- [AUFGABE]
Beantworte zum Lesetext über das Buch „Sibirische Erziehung“ folgende Fragen:
1. Aus welcher Sprache wurde das Buch übersetzt?
2. Wie viele Seiten hat das Taschenbuch?
3. In welcher Stadt lebt Nicolai Lilin heute?

Sibirische Erziehung

Untertitel
Aus dem Italienischen von Peter Klöss
Beschreibung

Ihre Namen lauten: Pest, Engel, Finger, Grab, Seil, Teufel. Namen, die sie sich erst einmal verdienen mußten, ebenso wie die Pika, das traditionelle Springmesser mit extrem langer, schmaler Klinge. Sie sind die direkten Nachfahren der Urki, einer Gemeinschaft sibirischer Krimineller, die »unter Stalin an die Grenze zum heutigen Moldawien deportiert wurden, in ein Niemandsland namens Transnistrien.« Und dies ist die Geschichte ihres Untergangs, erzählt von einem der ihren. Ziemlich harter Stoff.

Verlag
Suhrkamp Verlag, 2010
Format
Taschenbuch
Seiten
453 Seiten
ISBN/EAN
978-3-518-46162-4
Preis
14,90 EUR

Zur Autorin/Zum Autor:

Nicolai Lilin, geboren 1980 in der Stadt Bender in Transnistrien, vormals Teil Moldawiens, kam 2003 nach Italien, ins piemontesische Cuneo, wo er als Tattoo-Künstler lebt.

- [GEZEIGTE ZEILEN]

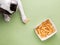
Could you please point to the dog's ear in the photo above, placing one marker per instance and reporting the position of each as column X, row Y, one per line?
column 13, row 7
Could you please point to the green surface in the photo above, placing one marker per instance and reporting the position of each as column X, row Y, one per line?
column 17, row 33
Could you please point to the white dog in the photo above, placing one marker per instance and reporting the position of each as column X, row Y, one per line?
column 7, row 7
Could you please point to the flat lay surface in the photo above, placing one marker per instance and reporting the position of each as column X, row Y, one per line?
column 17, row 33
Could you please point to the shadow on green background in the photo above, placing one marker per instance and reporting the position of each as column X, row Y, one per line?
column 17, row 33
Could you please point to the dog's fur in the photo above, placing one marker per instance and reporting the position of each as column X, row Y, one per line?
column 7, row 7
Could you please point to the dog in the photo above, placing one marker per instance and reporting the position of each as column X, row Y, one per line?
column 8, row 7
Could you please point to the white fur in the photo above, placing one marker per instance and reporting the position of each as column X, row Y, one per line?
column 5, row 4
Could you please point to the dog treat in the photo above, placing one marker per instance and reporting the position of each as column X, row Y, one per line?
column 45, row 29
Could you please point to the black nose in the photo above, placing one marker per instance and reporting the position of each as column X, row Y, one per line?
column 13, row 7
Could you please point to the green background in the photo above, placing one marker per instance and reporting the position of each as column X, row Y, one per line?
column 17, row 33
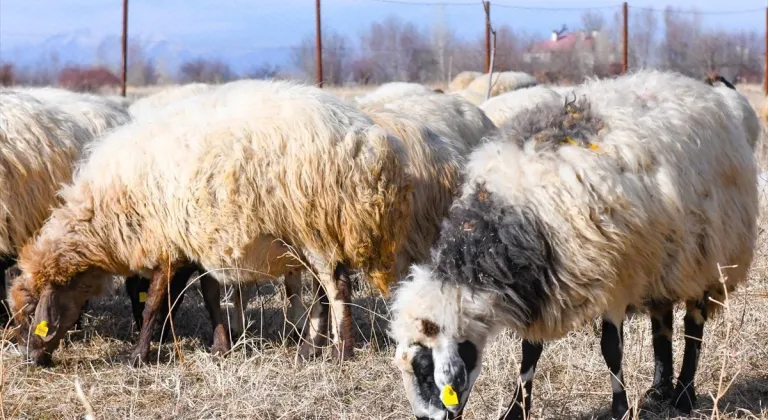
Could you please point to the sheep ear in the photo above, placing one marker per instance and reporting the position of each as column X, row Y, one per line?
column 47, row 317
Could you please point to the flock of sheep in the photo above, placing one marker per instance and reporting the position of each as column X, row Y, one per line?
column 539, row 209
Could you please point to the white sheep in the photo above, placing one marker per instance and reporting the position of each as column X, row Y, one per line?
column 462, row 80
column 42, row 134
column 455, row 119
column 148, row 105
column 505, row 81
column 634, row 195
column 246, row 181
column 392, row 91
column 505, row 106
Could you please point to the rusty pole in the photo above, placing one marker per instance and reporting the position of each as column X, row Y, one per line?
column 487, row 8
column 319, row 46
column 124, row 64
column 765, row 76
column 625, row 39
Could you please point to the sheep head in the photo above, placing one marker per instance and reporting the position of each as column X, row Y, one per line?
column 440, row 339
column 48, row 295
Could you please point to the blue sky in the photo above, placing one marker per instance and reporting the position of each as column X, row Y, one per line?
column 210, row 25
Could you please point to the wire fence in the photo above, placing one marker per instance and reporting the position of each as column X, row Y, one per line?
column 374, row 41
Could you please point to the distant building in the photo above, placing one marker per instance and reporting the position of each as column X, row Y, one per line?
column 587, row 48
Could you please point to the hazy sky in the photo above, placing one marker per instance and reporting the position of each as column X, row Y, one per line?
column 241, row 24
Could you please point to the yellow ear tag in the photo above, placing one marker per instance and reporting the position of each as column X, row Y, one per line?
column 42, row 329
column 449, row 396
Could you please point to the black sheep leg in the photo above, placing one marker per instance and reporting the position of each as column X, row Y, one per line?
column 661, row 327
column 695, row 317
column 520, row 407
column 612, row 343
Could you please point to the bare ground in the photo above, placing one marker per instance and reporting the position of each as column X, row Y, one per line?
column 262, row 378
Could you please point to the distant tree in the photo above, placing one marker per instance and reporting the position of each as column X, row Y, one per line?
column 205, row 71
column 87, row 79
column 7, row 74
column 264, row 71
column 336, row 54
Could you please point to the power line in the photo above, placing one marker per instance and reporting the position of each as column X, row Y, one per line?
column 699, row 12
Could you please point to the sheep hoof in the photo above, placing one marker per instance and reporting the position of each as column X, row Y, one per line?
column 684, row 398
column 343, row 351
column 659, row 392
column 308, row 351
column 136, row 360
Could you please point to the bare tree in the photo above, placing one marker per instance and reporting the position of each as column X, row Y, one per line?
column 336, row 52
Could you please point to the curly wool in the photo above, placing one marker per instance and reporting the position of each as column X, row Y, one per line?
column 273, row 162
column 505, row 106
column 544, row 239
column 434, row 167
column 456, row 120
column 42, row 135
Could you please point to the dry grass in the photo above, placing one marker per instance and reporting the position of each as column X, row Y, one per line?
column 262, row 378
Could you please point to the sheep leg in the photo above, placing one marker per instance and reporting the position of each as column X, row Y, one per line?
column 212, row 297
column 611, row 344
column 239, row 318
column 295, row 311
column 340, row 296
column 695, row 317
column 157, row 293
column 521, row 405
column 317, row 323
column 5, row 313
column 661, row 327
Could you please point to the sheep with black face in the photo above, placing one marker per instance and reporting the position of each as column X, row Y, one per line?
column 633, row 196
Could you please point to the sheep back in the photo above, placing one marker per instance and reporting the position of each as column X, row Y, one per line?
column 633, row 193
column 223, row 180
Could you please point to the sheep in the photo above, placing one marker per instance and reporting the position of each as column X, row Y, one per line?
column 505, row 106
column 463, row 79
column 457, row 120
column 629, row 197
column 391, row 91
column 740, row 106
column 147, row 106
column 283, row 174
column 473, row 97
column 501, row 82
column 42, row 134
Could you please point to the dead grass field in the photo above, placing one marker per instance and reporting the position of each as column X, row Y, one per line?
column 262, row 379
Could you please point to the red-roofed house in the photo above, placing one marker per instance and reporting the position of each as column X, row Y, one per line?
column 587, row 46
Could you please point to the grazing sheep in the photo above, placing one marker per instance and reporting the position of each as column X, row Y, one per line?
column 278, row 171
column 473, row 97
column 456, row 120
column 463, row 79
column 42, row 134
column 740, row 106
column 504, row 107
column 631, row 196
column 389, row 92
column 505, row 81
column 149, row 105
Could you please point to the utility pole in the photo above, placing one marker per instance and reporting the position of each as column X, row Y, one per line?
column 124, row 75
column 625, row 40
column 487, row 8
column 319, row 46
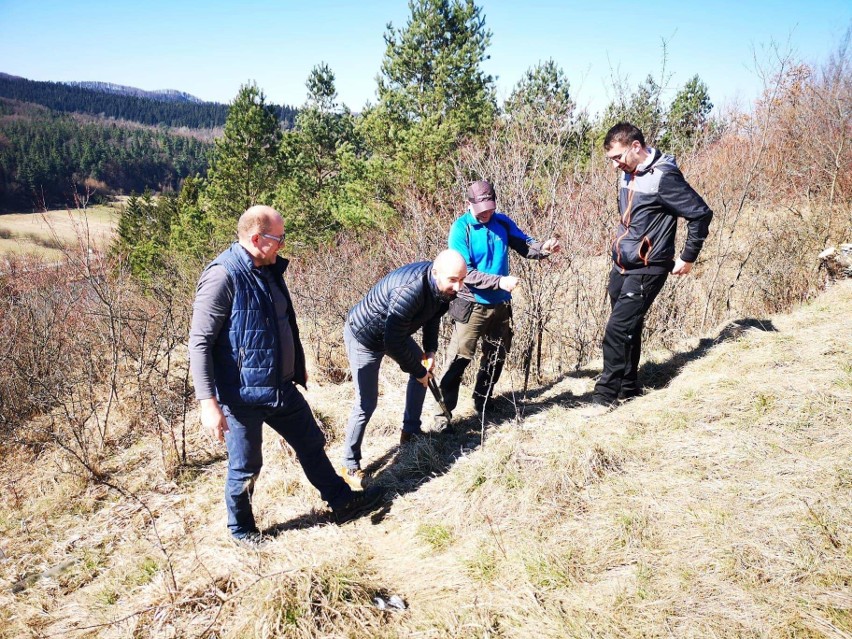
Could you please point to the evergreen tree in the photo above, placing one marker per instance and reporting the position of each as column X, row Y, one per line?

- [ANTWORT]
1. Aus dem Italienischen.
2. 453 Seiten.
3. In Cuneo im Piemont.